**KUTIPAN DOKUMEN**
------

Selain kupersembahkan untuk Pulau kecil tempat aku lahir, Belitong dan masyarakatnya yang unik, novel ini terutama sekali kupersembahkan padamu Kawan, pembaca novel-novelku. Tanpamu, semuanya tak berarti.
Aku tahu, novel terakhirku sebelum Dwilogi Padang Bulan ini: Maryamah Karpov, telah membuatmu sedikit garuk-garuk kepala. Sudah tebal, khayalannya melantur sana-sini, kisahnya tak selesai pula. Judulnya Maryamah Karpov, tapi tak ada kisah Maryamah Karpov. Dan aku maklum. Bahkan sebelum novel itu dulu selesai kutulis, aku sudah bisa memperkirakan reaksi pembaca.
Namun Kawan, sesudah engkau membaca Dwilogi Padang Bulan, kuharap dirimu paham pula mengapa aku menulis Maryamah Karpov begitu rupa. Karena, tanpa memahami kekhasan dan keeksentrikan sosiologi dari mana aku berasal, barangkali akan agak susah menerima bahwa sedikit banyak Dwilogi Padang Bulan inspired by a true story.

------

**BARIS YANG DISEDIAKAN**
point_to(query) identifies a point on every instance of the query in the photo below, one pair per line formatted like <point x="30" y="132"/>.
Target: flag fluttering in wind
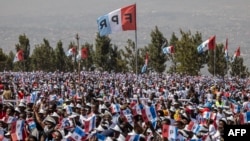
<point x="71" y="51"/>
<point x="83" y="54"/>
<point x="209" y="44"/>
<point x="122" y="19"/>
<point x="168" y="50"/>
<point x="226" y="50"/>
<point x="236" y="54"/>
<point x="144" y="68"/>
<point x="19" y="56"/>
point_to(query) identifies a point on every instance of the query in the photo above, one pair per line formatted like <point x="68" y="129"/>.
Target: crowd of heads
<point x="93" y="105"/>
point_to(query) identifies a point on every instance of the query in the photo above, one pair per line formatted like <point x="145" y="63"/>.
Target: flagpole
<point x="136" y="51"/>
<point x="214" y="58"/>
<point x="78" y="70"/>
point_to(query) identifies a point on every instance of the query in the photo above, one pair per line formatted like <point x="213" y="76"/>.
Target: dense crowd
<point x="102" y="106"/>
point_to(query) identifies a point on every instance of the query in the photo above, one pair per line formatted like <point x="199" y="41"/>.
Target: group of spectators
<point x="102" y="106"/>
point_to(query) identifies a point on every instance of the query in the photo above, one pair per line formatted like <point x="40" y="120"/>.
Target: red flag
<point x="146" y="59"/>
<point x="84" y="53"/>
<point x="237" y="52"/>
<point x="19" y="56"/>
<point x="226" y="46"/>
<point x="211" y="43"/>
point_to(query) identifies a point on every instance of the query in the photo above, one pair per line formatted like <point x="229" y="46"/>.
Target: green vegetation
<point x="106" y="56"/>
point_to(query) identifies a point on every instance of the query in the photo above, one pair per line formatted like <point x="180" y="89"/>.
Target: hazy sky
<point x="62" y="19"/>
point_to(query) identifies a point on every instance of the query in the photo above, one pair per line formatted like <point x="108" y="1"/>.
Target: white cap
<point x="21" y="104"/>
<point x="41" y="111"/>
<point x="117" y="128"/>
<point x="50" y="119"/>
<point x="55" y="115"/>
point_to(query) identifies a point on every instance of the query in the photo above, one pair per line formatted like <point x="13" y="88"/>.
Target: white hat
<point x="107" y="113"/>
<point x="61" y="132"/>
<point x="71" y="105"/>
<point x="74" y="115"/>
<point x="22" y="101"/>
<point x="78" y="106"/>
<point x="99" y="128"/>
<point x="117" y="128"/>
<point x="21" y="104"/>
<point x="172" y="109"/>
<point x="103" y="106"/>
<point x="108" y="139"/>
<point x="50" y="119"/>
<point x="55" y="115"/>
<point x="184" y="134"/>
<point x="41" y="111"/>
<point x="17" y="110"/>
<point x="121" y="138"/>
<point x="230" y="118"/>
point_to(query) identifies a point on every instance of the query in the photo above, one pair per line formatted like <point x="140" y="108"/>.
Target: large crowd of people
<point x="102" y="106"/>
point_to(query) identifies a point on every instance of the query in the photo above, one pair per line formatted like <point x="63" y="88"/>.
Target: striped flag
<point x="226" y="50"/>
<point x="168" y="50"/>
<point x="122" y="19"/>
<point x="144" y="68"/>
<point x="19" y="56"/>
<point x="236" y="54"/>
<point x="209" y="44"/>
<point x="71" y="51"/>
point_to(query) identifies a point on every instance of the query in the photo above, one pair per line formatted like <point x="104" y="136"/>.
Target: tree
<point x="43" y="57"/>
<point x="3" y="60"/>
<point x="102" y="54"/>
<point x="156" y="57"/>
<point x="25" y="46"/>
<point x="188" y="61"/>
<point x="88" y="63"/>
<point x="238" y="68"/>
<point x="217" y="64"/>
<point x="173" y="42"/>
<point x="60" y="57"/>
<point x="129" y="56"/>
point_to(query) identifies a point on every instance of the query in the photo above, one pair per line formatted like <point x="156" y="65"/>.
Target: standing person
<point x="7" y="93"/>
<point x="246" y="104"/>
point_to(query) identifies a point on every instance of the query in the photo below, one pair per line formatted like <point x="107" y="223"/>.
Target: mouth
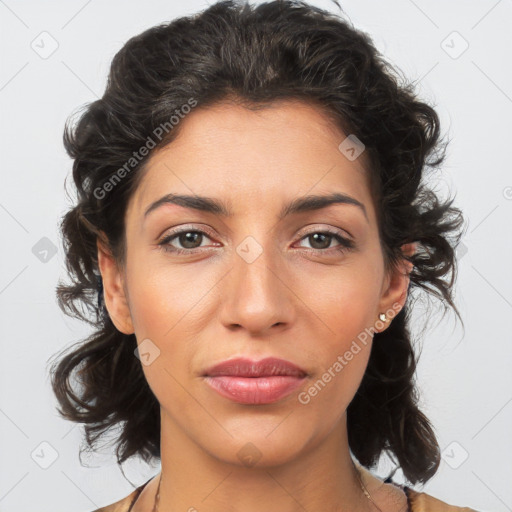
<point x="255" y="382"/>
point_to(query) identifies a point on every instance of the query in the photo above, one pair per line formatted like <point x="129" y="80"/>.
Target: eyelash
<point x="345" y="243"/>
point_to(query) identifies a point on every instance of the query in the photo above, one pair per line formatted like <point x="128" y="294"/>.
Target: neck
<point x="320" y="477"/>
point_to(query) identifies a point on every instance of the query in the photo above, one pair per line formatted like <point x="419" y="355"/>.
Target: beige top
<point x="417" y="501"/>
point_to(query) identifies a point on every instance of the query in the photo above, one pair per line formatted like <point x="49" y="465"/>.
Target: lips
<point x="255" y="382"/>
<point x="268" y="367"/>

------

**TUJUAN 1**
Tolong ketik ulang sebagian kutipan dokumen di atas, mulai dari kata-kata yang memuat "Aku tahu, novel" dan berhenti setelah "a true story.".
**TUJUAN 2**
Berdasarkan kutipan dokumen di atas, mengapa pencerita ingin pembaca memahami alasan Maryamah Karpov ditulis seperti itu? Jelaskan dalam satu sampai tiga kalimat.

**JAWABAN LENGKAP 1**
Aku tahu, novel terakhirku sebelum Dwilogi Padang Bulan ini: Maryamah Karpov, telah membuatmu sedikit garuk-garuk kepala. Sudah tebal, khayalannya melantur sana-sini, kisahnya tak selesai pula. Judulnya Maryamah Karpov, tapi tak ada kisah Maryamah Karpov. Dan aku maklum. Bahkan sebelum novel itu dulu selesai kutulis, aku sudah bisa memperkirakan reaksi pembaca.
Namun Kawan, sesudah engkau membaca Dwilogi Padang Bulan, kuharap dirimu paham pula mengapa aku menulis Maryamah Karpov begitu rupa. Karena, tanpa memahami kekhasan dan keeksentrikan sosiologi dari mana aku berasal, barangkali akan agak susah menerima bahwa sedikit banyak Dwilogi Padang Bulan inspired by a true story.

**JAWABAN LENGKAP 2**
Tanpa memahami kekhasan dan keeksentrikan sosiologi tempat asal pencerita, pembaca mungkin agak susah menerima bahwa Dwilogi Padang Bulan sedikit banyak terinspirasi dari kisah nyata.